*Reading passage:*
[start]
Regian Eersel (born 16 December 1992) is a Surinamese-Dutch kickboxer currently signed to ONE Championship. He is the current ONE Lightweight Kickboxing and Muay Thai World Champion.

He is ranked as the best welterweight in the world by Combat Press as of September 2022, and the second best by Beyond Kick as of October 2022. He has been continually ranked in Combat Press the top 10 since March 2019.As of March 2023, Eersel is ranked the No. 3 light heavyweight by WBC Muaythai.

Background 
Eersel was born in Paramaribo, Suriname and moved to the Netherlands with his family when he was four years old. He started taekwondo at the age of eight, and transitioned to rugby afterwards. At the age of 15, he started training at Sityodtong Gym in Amsterdam. His nickname, The Immortal, was given to Eersel in this early amateur era. His teammates gave it to him, as he never used the break time between the rounds to sit and regain breath. 

As it was not easy to find competitors in the Netherlands after becoming a professional athlete in his weightclass, he tried his luck abroad. In Baku, Azerbaijan, Eersel took part in a K1-tournament, where he qualified for the finals. He did not win the finals, but the hunger for more had started.

After this Eersel was invited for competitions in his country of birth Surinam, Russia (W5), Greece, Germany, Turkey (Mix Fight Gala), the US (Legacy and Lion Fight) and China (Wu Lin Feng, Glory of Heroes).

Kickboxing career

Early career
Eersel made his Lion Fight debut against Jo Nattawut at Lion Fight 29 on May 27, 2016. He won the fight in the fifth round, with a head kick knockout. 

After defeating the two-weight Lion Fight champion, Eersel was given a chance to fight for the Super Middleweight title, with his opponent being Jake Purdy. The title bout took place at Lion Fight 33 on November 18, 2016. Eersel won the fight by a second round technical knockout. He then fought Chen Yawei during Mix Fight Gala 20, on December 3, 2016, winning the fight by a first round-knockout. Eersel made his first Lion Fight title defense against Dewitt Pratt at Lion Fight 34 on  February 3, 2017. He won the fight by a knockout in the first round.

Eersel took part in the Mix Fight Gala 78.5 kg tournament, which took place at Mix Fight Gala 21 on May 6, 2017. He beat Marco Pleschberger in the semi finals by a second-round technical knockout, and Sergej Braun in the finals by a first-round knockout to capture the tournament title.

Regian made his second Lion Fight title defense against Matous Kohout at Lion Fight 38 on September 29, 2017. He won the fight by a fifth round KO. His third title defense came during Lion Fight 50, when he defeated Joakim Hagg by a fifth round TKO.
[end]
*Dataset excerpts:*
[start]
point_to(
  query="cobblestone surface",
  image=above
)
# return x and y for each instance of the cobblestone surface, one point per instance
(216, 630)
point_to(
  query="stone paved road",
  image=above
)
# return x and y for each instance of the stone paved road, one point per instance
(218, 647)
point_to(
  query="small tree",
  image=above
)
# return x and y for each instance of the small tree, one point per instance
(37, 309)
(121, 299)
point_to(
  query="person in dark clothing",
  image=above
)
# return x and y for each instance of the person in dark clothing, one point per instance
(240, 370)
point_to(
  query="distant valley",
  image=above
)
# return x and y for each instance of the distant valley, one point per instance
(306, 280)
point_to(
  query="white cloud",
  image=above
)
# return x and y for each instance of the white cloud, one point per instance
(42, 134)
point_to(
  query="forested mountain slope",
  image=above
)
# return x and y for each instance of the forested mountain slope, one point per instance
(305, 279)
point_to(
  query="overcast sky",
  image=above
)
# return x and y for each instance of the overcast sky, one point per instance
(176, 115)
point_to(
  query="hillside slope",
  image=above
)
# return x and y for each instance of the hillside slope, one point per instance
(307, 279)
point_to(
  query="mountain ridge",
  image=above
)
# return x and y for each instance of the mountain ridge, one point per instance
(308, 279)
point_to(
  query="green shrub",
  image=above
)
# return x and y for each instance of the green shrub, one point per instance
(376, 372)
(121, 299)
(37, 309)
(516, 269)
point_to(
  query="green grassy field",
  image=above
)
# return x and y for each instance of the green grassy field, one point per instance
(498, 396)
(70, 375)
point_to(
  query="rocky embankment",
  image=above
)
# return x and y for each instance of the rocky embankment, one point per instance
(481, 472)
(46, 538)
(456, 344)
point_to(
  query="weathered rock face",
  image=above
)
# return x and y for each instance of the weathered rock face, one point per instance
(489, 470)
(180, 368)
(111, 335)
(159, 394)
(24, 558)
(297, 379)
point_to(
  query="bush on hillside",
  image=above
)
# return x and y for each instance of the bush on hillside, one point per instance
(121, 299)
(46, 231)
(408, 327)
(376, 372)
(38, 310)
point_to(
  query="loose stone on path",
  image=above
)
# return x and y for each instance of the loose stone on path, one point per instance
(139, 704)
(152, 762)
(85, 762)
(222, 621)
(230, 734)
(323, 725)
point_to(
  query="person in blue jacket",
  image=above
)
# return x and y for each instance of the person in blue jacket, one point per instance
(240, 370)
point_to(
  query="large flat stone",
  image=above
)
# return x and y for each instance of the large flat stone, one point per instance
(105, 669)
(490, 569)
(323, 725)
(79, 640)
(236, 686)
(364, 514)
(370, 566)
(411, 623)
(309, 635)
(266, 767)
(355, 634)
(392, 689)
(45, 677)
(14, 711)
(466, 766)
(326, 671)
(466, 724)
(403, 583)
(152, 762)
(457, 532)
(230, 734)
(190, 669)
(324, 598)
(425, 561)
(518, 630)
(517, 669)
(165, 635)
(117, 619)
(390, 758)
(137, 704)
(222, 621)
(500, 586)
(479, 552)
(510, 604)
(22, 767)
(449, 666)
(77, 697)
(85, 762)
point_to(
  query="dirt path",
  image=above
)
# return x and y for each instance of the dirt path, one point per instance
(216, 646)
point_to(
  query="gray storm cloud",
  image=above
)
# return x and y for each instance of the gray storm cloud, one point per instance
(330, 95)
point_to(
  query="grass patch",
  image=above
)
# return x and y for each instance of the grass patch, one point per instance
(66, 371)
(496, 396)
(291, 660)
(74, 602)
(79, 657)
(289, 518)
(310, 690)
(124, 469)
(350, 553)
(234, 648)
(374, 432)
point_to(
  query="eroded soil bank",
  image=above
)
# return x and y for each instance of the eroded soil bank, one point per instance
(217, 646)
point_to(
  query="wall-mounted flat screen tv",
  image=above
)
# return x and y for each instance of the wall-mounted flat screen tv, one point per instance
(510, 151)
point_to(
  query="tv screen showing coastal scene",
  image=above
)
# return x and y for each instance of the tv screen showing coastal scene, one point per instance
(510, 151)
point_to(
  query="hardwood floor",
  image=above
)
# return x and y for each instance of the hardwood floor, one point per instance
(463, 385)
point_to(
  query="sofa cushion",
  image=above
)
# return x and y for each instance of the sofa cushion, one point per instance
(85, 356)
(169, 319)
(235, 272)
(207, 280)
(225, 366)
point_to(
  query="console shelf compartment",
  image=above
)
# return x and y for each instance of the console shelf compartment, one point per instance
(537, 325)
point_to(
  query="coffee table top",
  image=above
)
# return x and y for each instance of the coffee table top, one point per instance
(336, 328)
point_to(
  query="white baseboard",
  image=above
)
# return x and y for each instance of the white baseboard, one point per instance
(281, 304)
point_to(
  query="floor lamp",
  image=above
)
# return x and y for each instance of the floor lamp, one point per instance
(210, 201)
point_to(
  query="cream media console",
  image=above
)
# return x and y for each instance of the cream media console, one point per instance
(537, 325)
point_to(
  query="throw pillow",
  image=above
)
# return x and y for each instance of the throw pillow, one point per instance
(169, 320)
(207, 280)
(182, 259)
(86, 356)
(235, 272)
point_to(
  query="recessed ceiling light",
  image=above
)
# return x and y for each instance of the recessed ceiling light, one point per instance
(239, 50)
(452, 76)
[end]
*What to work on:*
1) Reproduce the section of the Regian Eersel biography starting with "Regian Eersel (born" and going on through "by WBC Muaythai.".
2) Report every line in the records that contains the word "large".

*Per-task answers:*
1)
Regian Eersel (born 16 December 1992) is a Surinamese-Dutch kickboxer currently signed to ONE Championship. He is the current ONE Lightweight Kickboxing and Muay Thai World Champion.

He is ranked as the best welterweight in the world by Combat Press as of September 2022, and the second best by Beyond Kick as of October 2022. He has been continually ranked in Combat Press the top 10 since March 2019.As of March 2023, Eersel is ranked the No. 3 light heavyweight by WBC Muaythai.

2)
  query="large flat stone",
# return x and y for each instance of the large flat stone, one point per instance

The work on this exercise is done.